Entries drawn from a collection:
-- start --
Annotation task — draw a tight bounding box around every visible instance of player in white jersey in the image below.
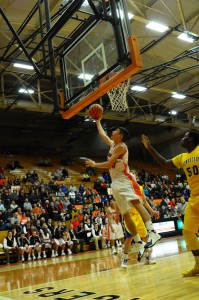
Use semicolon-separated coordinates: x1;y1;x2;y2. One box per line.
106;199;124;254
86;119;161;257
142;130;199;277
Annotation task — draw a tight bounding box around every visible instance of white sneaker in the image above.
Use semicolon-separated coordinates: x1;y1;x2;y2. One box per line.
133;241;146;261
121;258;128;269
112;248;117;255
145;230;161;248
144;259;156;265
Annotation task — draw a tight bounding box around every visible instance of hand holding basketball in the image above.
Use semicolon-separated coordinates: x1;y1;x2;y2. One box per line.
88;103;103;120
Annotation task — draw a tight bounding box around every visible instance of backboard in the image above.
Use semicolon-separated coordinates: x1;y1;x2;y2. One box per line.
-- end --
SHORT TASK
Copy out all of the records above word for word, leaving out the picture.

TASK OUTPUT
Annotation task — draw a tight bounding box around every visible instance of player in white jersey in the image below.
Use semicolon-separated coordinates: x1;y1;x2;y2. One box per line.
106;199;124;254
86;119;161;257
142;130;199;277
Annotation task — draw a tight bounding box around every visible instance of white sneaker in the image above.
Use semicolon-separated coordinates: x1;y1;x2;y2. One box per line.
133;241;146;261
121;258;128;269
112;248;117;255
145;230;161;248
144;259;156;265
Annotation task — draw a tight bounding box around every visible instance of hand holding basketball in the image above.
Use semicolon-separated coordinates: x1;y1;x2;y2. One box per line.
88;103;103;120
Annotation task — draw a tight bounding box around every visible instance of backboard in the image above.
Use semicolon-separated coordinates: x1;y1;x2;y2. One box per line.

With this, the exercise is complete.